=== EXCERPT ===
Given Trinity’s location at the head of Broadway and Wall Street, two blocks south of Zuccotti Park, the privately owned park that housed the Occupy encampment for two months last fall, the church has been a part of the Occupy story since the beginning, at times opening its doors to Occupy protestors and supporters.
During his talk, Cooper acknowledged some of the tense moments along the way, which included hunger strikes and arrests. In the midst of all that, Trinity and Occupy supporters were able still to gather in conversation, Cooper said, whether it be an in informal, late night conversation on a park bench or during a Sunday morning worship service.
Following the Nov. 15, 2011, eviction of occupiers from the park, Trinity came under fire from Occupy supporters — including Episcopal clergy — for not turning over Trinity-owned property adjacent to Duarte Square, a city park at Canal, Grand and Avenue of the Americas. The dispute over access to the Trinity property, which Occupy wanted to use as a base from which to ride out the winter months, culminated in a hunger strike undertaken by three or four people associated with the movement and in the arrest of Episcopal clergy, including retired Bishop George E. Packard, when they jumped the fence during a Dec. 17, 2011, demonstration marking the movement’s three-month anniversary.
One of the hunger strikers, Bolivian-born Diego Ibañez — who recorded his own remarks on a digital recorder, he said, based on past issues of trust with Trinity — spoke about the beauty of being involved in something where “you can lose yourself to something greater than self.”
Referencing the high numbers of incarcerated people, especially people of color, he blamed previous generations for leaving the United States, in some ways, worse off than it ever has been before.
To him, he said, Occupy presented people with a way to engage in social change other than setting up a 401 C 3 organization that solicits tax-deductible donations from rich people. He criticized Trinity — one of the largest landholders in Manhattan — for not offering Occupy a space when its Zuccotti Park encampment was disbanded, and for not allowing his companion to come into the teach-in even though, as he pointed out, there was plenty of space. (After the event became a live webcast, members of the public were barred from attending in person.)

=== SET OF TASKS ===
1/ Name every person the Trinity and Occupy excerpt identifies by name.
2/ Repeat the part of the Trinity and Occupy excerpt that opens with the words containing "Given Trinity’s location" and closes with "protestors and supporters.".

=== THE DATA ===

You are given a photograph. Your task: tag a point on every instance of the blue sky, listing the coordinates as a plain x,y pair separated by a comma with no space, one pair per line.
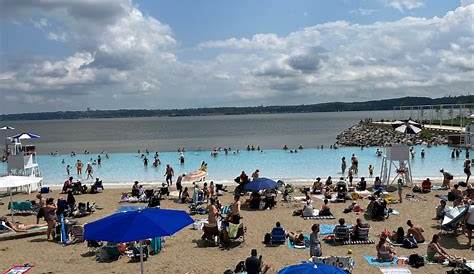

=== TASK RESULTS ===
1/
Cooper
George E. Packard
Diego Ibañez

2/
Given Trinity’s location at the head of Broadway and Wall Street, two blocks south of Zuccotti Park, the privately owned park that housed the Occupy encampment for two months last fall, the church has been a part of the Occupy story since the beginning, at times opening its doors to Occupy protestors and supporters.